- _Aim of the exercise_
Once you have read the data below, write it all out exactly.

[Start of section]

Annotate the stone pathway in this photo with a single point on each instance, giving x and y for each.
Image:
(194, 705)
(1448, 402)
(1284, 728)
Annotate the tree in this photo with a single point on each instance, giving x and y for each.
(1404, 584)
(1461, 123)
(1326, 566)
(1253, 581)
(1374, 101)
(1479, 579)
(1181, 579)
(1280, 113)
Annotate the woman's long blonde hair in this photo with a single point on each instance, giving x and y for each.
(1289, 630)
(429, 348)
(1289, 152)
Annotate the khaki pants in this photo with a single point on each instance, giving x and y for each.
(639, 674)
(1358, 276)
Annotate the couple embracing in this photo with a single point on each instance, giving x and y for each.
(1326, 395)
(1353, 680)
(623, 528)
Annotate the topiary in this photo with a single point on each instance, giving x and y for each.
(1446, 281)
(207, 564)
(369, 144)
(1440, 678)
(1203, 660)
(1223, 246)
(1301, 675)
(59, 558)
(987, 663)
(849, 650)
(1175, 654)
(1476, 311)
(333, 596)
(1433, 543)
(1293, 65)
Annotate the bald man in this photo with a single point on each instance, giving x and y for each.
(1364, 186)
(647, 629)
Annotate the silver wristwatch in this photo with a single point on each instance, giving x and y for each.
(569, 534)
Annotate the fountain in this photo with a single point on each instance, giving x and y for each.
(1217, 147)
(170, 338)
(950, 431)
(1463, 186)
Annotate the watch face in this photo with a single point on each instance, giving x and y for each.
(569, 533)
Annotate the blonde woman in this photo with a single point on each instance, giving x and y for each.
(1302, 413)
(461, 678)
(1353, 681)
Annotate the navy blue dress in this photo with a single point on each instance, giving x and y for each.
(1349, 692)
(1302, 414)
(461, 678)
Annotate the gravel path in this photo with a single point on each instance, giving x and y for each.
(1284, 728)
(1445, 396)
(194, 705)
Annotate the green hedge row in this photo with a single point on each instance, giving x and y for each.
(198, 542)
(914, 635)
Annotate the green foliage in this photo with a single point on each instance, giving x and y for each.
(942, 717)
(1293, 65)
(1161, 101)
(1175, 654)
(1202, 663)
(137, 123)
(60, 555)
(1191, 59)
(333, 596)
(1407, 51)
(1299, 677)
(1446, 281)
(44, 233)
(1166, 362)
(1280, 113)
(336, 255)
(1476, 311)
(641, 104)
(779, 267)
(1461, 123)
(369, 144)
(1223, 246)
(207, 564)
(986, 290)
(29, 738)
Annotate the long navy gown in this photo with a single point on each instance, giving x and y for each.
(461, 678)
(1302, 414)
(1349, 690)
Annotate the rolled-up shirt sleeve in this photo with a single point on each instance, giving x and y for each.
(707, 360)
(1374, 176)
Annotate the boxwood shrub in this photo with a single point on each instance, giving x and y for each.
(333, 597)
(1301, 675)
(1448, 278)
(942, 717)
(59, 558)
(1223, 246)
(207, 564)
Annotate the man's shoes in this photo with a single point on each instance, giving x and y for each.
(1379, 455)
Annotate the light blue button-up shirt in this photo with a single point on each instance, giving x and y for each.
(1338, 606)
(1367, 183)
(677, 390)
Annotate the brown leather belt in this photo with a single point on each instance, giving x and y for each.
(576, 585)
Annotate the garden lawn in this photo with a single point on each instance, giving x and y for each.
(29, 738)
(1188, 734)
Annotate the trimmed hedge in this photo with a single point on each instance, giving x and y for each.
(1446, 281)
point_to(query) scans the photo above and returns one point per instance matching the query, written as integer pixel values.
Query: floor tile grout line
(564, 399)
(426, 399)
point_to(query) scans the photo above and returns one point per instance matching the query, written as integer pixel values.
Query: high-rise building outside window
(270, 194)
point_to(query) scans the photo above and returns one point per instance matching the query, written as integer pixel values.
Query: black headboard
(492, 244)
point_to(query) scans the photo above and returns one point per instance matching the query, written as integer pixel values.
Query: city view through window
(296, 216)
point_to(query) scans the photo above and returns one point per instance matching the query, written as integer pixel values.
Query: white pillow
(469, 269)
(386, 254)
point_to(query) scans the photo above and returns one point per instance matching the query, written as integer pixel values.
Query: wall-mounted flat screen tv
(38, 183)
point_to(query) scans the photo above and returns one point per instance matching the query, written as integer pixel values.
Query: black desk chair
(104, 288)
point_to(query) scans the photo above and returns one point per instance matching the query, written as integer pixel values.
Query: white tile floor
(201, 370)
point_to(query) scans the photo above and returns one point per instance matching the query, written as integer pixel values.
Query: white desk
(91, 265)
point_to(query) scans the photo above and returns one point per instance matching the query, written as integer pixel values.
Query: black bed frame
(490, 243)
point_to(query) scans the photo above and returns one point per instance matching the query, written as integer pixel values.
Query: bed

[End of section]

- _Solution for this exercise_
Annotate the stone pathway in this photo with a single point on each instance, giving x and y for each.
Image:
(194, 705)
(1448, 402)
(1284, 728)
Annotate the tree in this photo with a single point on each instance, giving x and y for each.
(1404, 584)
(1461, 123)
(1326, 566)
(1253, 581)
(1374, 101)
(1479, 579)
(1181, 579)
(1280, 113)
Annotate the woman's long blonde hair in this photo with a single point on each instance, giving x and y for each.
(1289, 630)
(429, 348)
(1289, 152)
Annotate the khaki pants in this photo with a single point on each instance, giving x and y for each.
(639, 674)
(1358, 276)
Annotate the couple embracing in this photo with a single point on each instance, giving x and y for each.
(1326, 395)
(1353, 680)
(623, 528)
Annotate the topiary in this photo with a single point on each instance, giving x and y for each.
(1446, 281)
(207, 564)
(369, 144)
(1440, 678)
(1203, 660)
(1223, 246)
(1301, 675)
(59, 558)
(987, 663)
(849, 650)
(1175, 654)
(1476, 311)
(333, 596)
(1433, 543)
(1293, 65)
Annotate the bald man in this photo with a single point on each instance, giving x and y for each.
(1364, 186)
(647, 629)
Annotate the silver wristwatch in this photo with a single point on each instance, giving x and y for each.
(569, 534)
Annotate the fountain in this photo with a single point on each instance, giving x and y for each.
(1217, 147)
(170, 338)
(950, 431)
(1463, 186)
Annotate the watch face in this photo with a single point on each instance, giving x and y for each.
(569, 533)
Annotate the blonde woman in this photo with a single point on each instance, giving x and y for each.
(1302, 413)
(461, 678)
(1353, 681)
Annotate the navy blue dress in this photo with a single point on each instance, giving x and y for each.
(1349, 692)
(1302, 414)
(461, 678)
Annotate the gravel path in this photo with a single point on each instance, giving x and y for each.
(1284, 728)
(1445, 396)
(194, 705)
Annotate the green hedge row in this photo with a single point on each instance, giving x and y for each.
(198, 542)
(914, 635)
Annotate the green foliage in this photo with a single point on each instance, giving x and y for each.
(942, 717)
(1293, 65)
(1161, 101)
(1175, 654)
(1202, 663)
(137, 123)
(60, 555)
(1191, 59)
(333, 596)
(1407, 51)
(1299, 677)
(1446, 281)
(44, 233)
(1166, 362)
(1280, 113)
(336, 255)
(1476, 311)
(641, 104)
(779, 267)
(1461, 123)
(369, 144)
(1223, 246)
(207, 564)
(986, 290)
(29, 738)
Annotate the long navy gown in this photo with a single point on each instance, giving x and y for each.
(461, 678)
(1302, 414)
(1349, 690)
Annotate the rolled-up shirt sleeve in this photo with a single point on each instance, giving x and y for each.
(707, 360)
(1374, 176)
Annotate the boxwood shrub in this photo with a single point on each instance, giving x and y for each.
(333, 597)
(1301, 675)
(1448, 278)
(942, 717)
(59, 558)
(1223, 246)
(207, 564)
Annotate the man's shoes in this photo with a single point on each instance, giving x and y for each.
(1379, 455)
Annotate the light blue button-up shirt in this photo with a single point on each instance, giving x and y for each.
(1338, 606)
(1367, 183)
(677, 390)
Annotate the brown leather belt in this photo with a single point on each instance, giving x and y for each.
(576, 585)
Annotate the garden lawn in this photo with a single point on each instance, giving x and y for each.
(29, 738)
(1188, 734)
Annotate the trimmed hedge in this photo with a single point on each instance, giving x and y for each.
(1446, 281)
point_to(query) scans the photo above and returns one point per instance matching the query, written as integer pixel values.
Query: floor tile grout line
(564, 399)
(426, 399)
point_to(query) scans the photo above and returns one point per instance matching the query, written as integer pixel values.
Query: high-rise building outside window
(270, 194)
point_to(query) scans the photo above and returns one point per instance matching the query, written as integer pixel values.
Query: black headboard
(492, 244)
point_to(query) scans the photo above and returns one point per instance matching the query, written as integer pixel values.
Query: city view through window
(296, 216)
point_to(query) scans the photo above and returns one point per instance matching the query, written as integer pixel values.
Query: white pillow
(469, 269)
(386, 254)
point_to(query) scans the photo above and returns one point per instance matching the query, written as integer pixel values.
Query: wall-mounted flat screen tv
(38, 183)
point_to(query) scans the photo above and returns one point per instance matching the query, written as integer pixel values.
Query: black desk chair
(104, 288)
point_to(query) scans the photo above and returns one point per instance matching the query, written as integer pixel values.
Query: white tile floor
(201, 370)
point_to(query) scans the photo above and returns one point per instance matching the query, written as integer pixel values.
Query: white desk
(91, 265)
point_to(query) scans the photo above and returns one point per instance matching the query, written as integer pixel values.
Query: black bed frame
(490, 243)
point_to(query) scans the photo above and returns one point per instance matching the query, written as integer pixel values.
Query: bed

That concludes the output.